### WHAT THIS EXERCISE ASKS
• 1. Quote the passage on substrate power in nonlinear metasurface absorbers word for word, from "where k₂ is" through "ground-layer current K_z.".
• 2. Pick up the derivation of power concentration in the nonlinear metasurface substrate where it stops and write what follows.

3. Power concentration in the nonlinear metasurface substrate

For nonlinear metasurface absorbers, the substrate power concentration contains nonlinear term 2f₀ and 4f₀, as illustrated in Eq. (2),

P_{s u b}_{N L} (f_{0}) = \sum_{n = 1}^{\infty} P_{s u b}^{'} (2 n f_{0}) \approx P_{s u b}^{'} (2 f_{0}) + P_{s u b}^{'} (4 f_{0}),

where P^’_sub (2f₀) and P^’_sub (4f₀) are the substrate power of nonlinear term 2f₀ and 4f₀. As other higher modes are negligible (as in Table 1), we use an approximation in Eq. (2).

Secondly, as each nonlinear harmonic term propagates in the three channels the same way as in the microwave absorber in [22,23], we can follow the method of linear theoretical analysis for one term, and extend it to other nonlinear harmonics. In [22,23], the power in the substrate can be expressed as Eq. (3) (written from Eq. (12) of [22])

P_{S u b L} = K_{Z}^{2} \cdot \frac{1}{4 k_{2}} \frac{β}{ω ε_{2}} [k_{2} a + \frac{1}{2} \sin (2 k_{2} a)],

where k₂ is the wave number in the substrate and air, β is the propagation constant, ϵ₂ is the permittivity of the substrate, and ω, a are the angular frequency and the substrate thickness respectively. K_z is the z-directed current density of the x-direction in the ground layer (y = 0 in Fig. 1(a)), which is written as the Eq. (4),

K_{Z} = {H_{X 2} |}_{y = 0} = - A \cdot \frac{ω ε_{2}}{k_{2}},

where H_x2 (Eq. (15) in [23]) is the tangential magnetic field (in the x direction) at the boundary of the substrate and the perfect ground layer, and A is a constant value. Because in the nonlinear metasurface absorber model, the induced surface current flows and is rectified on the RC sheet in the top surface, and the power converted to DC is absorbed there as well, we need to modify the Eqs. by using the top-layer surface current magnitude K_sz as Eq. (5), to replace the ground-layer current K_z.

K_{S Z} = {(H_{X 3} - H_{X 2}) |}_{y = a} = - A \cdot \frac{ω ε_{3}}{k_{3}} \sin (k_{2} a) + A \cdot \frac{ω ε_{2}}{k_{2}} \cos (k_{2} a)

where H_x3 (Eq. (28) in [23]), and H_x2 are the tangential magnetic fields (in x direction) above and below the RC sheet boundary. k₃, ϵ₃ are the wave number and permittivity in air respectively. Combining Eqs. (4) and (5), we obtain the relationship between K_z and K_sz as

K_{Z} = \frac{K_{S Z}}{[\cos (k_{2} a) - \frac{ε_{3}}{ε_{2}} \cdot \frac{k_{2}}{k_{3}} \sin (k_{2} a)]} .

[Extracted records]
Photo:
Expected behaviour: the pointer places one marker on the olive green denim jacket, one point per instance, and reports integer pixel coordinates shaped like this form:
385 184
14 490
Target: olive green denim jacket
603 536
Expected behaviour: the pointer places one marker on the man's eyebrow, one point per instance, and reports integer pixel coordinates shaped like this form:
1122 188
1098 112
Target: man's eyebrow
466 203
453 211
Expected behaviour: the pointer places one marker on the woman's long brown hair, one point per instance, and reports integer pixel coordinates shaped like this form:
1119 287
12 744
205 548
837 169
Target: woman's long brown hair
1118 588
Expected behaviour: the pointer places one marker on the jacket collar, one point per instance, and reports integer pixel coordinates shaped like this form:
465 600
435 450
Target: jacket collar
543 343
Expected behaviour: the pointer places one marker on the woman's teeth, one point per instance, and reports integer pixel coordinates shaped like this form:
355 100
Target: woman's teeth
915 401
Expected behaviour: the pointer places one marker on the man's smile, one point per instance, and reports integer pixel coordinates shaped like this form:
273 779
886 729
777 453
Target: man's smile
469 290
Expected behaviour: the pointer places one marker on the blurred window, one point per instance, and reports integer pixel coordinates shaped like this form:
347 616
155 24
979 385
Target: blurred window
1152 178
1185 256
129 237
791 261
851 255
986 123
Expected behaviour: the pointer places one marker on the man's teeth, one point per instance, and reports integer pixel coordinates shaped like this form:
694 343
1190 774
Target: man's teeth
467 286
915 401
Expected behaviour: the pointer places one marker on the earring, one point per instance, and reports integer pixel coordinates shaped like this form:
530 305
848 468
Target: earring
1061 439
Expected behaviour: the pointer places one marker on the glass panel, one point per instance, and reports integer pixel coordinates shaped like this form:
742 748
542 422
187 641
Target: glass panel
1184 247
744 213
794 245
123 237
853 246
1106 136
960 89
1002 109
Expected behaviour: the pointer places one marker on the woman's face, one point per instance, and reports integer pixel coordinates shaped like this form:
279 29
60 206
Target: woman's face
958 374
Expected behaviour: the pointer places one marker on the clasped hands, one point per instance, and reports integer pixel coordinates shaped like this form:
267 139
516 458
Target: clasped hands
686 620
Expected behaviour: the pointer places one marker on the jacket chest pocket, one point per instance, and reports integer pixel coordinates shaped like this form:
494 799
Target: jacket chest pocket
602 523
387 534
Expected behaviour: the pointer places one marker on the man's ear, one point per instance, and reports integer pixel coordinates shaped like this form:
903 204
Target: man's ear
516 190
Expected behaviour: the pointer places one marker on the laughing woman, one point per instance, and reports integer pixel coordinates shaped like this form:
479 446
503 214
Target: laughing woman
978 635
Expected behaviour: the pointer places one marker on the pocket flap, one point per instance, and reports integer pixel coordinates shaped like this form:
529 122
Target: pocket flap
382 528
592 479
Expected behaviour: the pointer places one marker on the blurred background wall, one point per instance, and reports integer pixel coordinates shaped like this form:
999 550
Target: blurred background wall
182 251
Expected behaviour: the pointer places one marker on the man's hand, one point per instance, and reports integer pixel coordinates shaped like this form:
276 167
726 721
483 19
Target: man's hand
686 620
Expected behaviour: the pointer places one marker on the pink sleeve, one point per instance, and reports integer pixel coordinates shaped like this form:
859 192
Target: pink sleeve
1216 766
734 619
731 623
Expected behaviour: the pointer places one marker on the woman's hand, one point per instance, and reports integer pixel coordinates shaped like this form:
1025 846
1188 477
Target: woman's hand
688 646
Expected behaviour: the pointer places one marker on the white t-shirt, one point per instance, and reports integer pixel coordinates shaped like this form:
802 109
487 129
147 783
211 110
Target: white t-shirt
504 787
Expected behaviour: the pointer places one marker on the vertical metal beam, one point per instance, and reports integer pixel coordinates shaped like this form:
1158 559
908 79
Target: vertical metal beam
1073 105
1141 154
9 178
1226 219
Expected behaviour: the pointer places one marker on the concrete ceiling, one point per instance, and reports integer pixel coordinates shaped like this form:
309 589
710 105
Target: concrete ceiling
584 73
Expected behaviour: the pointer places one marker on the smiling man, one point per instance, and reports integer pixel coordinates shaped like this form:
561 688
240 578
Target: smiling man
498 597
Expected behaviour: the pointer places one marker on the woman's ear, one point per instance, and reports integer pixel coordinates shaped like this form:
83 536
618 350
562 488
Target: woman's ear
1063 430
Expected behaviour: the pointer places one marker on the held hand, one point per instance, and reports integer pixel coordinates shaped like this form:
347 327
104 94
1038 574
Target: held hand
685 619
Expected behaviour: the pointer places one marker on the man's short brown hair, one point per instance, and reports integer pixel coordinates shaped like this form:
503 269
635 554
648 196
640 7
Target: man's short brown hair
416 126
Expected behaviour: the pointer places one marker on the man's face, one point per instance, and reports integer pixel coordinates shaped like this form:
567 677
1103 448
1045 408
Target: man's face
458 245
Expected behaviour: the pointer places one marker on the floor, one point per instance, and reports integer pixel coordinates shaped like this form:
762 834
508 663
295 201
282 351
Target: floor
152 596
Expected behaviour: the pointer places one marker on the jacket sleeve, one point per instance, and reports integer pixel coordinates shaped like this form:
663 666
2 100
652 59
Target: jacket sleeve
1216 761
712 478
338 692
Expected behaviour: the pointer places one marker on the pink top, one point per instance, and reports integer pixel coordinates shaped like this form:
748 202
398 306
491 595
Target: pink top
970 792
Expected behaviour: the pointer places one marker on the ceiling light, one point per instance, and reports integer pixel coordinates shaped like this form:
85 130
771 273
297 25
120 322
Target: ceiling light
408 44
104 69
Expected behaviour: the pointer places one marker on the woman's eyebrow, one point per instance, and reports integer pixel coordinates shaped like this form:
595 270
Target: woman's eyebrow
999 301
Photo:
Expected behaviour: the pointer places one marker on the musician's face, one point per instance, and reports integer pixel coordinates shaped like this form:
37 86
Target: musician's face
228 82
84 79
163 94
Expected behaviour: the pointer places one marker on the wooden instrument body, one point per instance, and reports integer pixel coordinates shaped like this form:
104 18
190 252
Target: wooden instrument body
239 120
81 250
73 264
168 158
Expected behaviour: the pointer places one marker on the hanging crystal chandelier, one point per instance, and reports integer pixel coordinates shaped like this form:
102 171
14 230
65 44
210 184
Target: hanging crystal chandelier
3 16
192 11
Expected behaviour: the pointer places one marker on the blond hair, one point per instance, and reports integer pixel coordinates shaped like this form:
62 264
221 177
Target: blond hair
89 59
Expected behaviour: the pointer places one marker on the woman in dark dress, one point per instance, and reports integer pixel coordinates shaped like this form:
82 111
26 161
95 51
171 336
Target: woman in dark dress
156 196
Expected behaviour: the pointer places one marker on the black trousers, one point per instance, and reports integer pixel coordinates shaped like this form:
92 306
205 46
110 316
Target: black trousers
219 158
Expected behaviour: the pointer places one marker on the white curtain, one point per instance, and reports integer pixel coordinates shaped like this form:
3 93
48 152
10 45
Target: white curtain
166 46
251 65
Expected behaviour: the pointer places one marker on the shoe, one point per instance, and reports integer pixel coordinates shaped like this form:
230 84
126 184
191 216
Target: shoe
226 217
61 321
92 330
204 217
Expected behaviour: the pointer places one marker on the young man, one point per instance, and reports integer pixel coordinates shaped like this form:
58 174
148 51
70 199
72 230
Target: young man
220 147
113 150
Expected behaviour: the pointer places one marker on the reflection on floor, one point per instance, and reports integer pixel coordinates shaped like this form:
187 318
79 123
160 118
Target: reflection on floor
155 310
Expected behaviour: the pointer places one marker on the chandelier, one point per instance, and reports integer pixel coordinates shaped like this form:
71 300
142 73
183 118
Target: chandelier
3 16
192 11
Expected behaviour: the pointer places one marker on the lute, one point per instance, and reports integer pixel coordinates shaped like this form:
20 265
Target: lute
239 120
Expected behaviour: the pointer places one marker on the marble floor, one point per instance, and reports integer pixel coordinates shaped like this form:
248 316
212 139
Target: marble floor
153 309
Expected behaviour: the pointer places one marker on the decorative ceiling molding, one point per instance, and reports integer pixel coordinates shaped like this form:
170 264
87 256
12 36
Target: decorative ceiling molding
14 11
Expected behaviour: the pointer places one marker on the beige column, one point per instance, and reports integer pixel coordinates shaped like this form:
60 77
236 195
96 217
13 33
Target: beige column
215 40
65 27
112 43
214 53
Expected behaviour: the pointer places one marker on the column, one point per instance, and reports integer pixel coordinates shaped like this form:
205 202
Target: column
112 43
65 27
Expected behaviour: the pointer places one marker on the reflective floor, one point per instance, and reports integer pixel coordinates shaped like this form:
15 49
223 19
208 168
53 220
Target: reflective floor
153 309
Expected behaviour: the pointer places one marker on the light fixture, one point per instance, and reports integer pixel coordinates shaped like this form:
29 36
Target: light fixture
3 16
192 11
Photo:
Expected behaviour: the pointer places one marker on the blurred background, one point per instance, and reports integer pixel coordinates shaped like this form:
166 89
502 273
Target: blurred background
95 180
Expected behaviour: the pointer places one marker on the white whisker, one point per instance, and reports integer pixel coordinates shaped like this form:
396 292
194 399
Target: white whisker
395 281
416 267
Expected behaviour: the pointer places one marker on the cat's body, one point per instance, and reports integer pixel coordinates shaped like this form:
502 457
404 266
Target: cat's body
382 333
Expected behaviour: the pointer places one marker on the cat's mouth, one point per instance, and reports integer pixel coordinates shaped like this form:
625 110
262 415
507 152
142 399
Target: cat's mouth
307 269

### TASK RESULTS
• 1.
where k₂ is the wave number in the substrate and air, β is the propagation constant, ϵ₂ is the permittivity of the substrate, and ω, a are the angular frequency and the substrate thickness respectively. K_z is the z-directed current density of the x-direction in the ground layer (y = 0 in Fig. 1(a)), which is written as the Eq. (4),

K_{Z} = {H_{X 2} |}_{y = 0} = - A \cdot \frac{ω ε_{2}}{k_{2}},

where H_x2 (Eq. (15) in [23]) is the tangential magnetic field (in the x direction) at the boundary of the substrate and the perfect ground layer, and A is a constant value. Because in the nonlinear metasurface absorber model, the induced surface current flows and is rectified on the RC sheet in the top surface, and the power converted to DC is absorbed there as well, we need to modify the Eqs. by using the top-layer surface current magnitude K_sz as Eq. (5), to replace the ground-layer current K_z.

• 2.
Consequently, by using K_sz, the substrate power concentration Eq. (3) can be modified as

P_{S u b L} = \frac{K_{S Z}^{2}}{{[\cos (k_{2} a) - \frac{ε_{3}}{ε_{2}} \cdot \frac{k_{2}}{k_{3}} \sin (k_{2} a)]}^{2}} \cdot \frac{1}{4 k_{2}} \frac{β}{ω ε_{2}} [k_{2} a + \frac{1}{2} \sin (2 k_{2} a)] .

Equation (7) gives the substrate power concentration in terms of top-layer RC sheet current K_sz, which is rectified to nonlinear terms 2f₀ and 4f₀ with the magnitude coefficient A_2f0 and A_4f0, respectively. That means that by applying the magnitude coefficient to Eq. (7), we can obtain the power concentration for each nonlinear harmonic term. For nonlinear term 2f₀ and 4f₀, the substrate power of nonlinear terms can be written as

\begin{array}{l} P_{s u b}^{'} (n f_{0}) = \frac{A_{n f_{0}} \cdot K_{S Z}^{2}}{{[\cos (k_{2_n f_{0}} a) - \frac{ε_{3}}{ε_{2}} \frac{k_{2_n f_{0}}}{k_{3_n f_{0}}} \sin (k_{2_n f_{0}} a)]}^{2}} \\ \cdot \frac{1}{4 k_{2_n f_{0}}} \frac{β_{n f_{0}}}{(n ω) ε_{2}} [k_{2_n f_{0}} a + \frac{1}{2} \sin (2 k_{2_n f_{0}} a)], \end{array}

where n = 2 is for the nonlinear term 2f₀, and n = 4 for the nonlinear term 4f₀. For nonlinear term 2f₀, k_2-2f0, k_3-2f0, and β_2f0 are the wave number in the substrate, in air, and the propagation constant, respectively. Correspondingly, k_2-4f0 and k_3-4f0, β_4f0 are the parameters for nonlinear term 4f₀.

Thirdly, by inserting Eq. (8), in which we obtain the substrate power of nonlinear term P^’_sub (2f₀), and P^’_sub (4f₀), into Eq. (2), we can achieve the complete Eq. to describe the substrate power concentration P_{sub NL} (f₀) in diode-rectifier-based nonlinear absorbing metasurfaces.

In a brief summary, in order to apply nonlinear terms to EM calculations, we follow the linear absorber model, but use the top-surface current K_sz rather than the ground-surface current K_z, because currents are rectified there, and the converted power is absorbed there as well. As the power concentration is expressed with surface current K_sz, which is compatible to diode-rectifier-based nonlinear metasurfaces, we use the rectification-magnitude coefficient (A_2f0 and A_4f0) to calculate the power concentration of nonlinear terms P^’_sub (2f₀), and P^’_sub (4f₀). At last we combine power of all the nonlinear terms with Eq. (2) to achieve the power concentration P_{sub NL} (f₀) in nonlinear absorbers for the incident wave f₀. This approach is used to nonlinear absorbers for air power concentration in section 4, power loss in section 5 and 6 as well.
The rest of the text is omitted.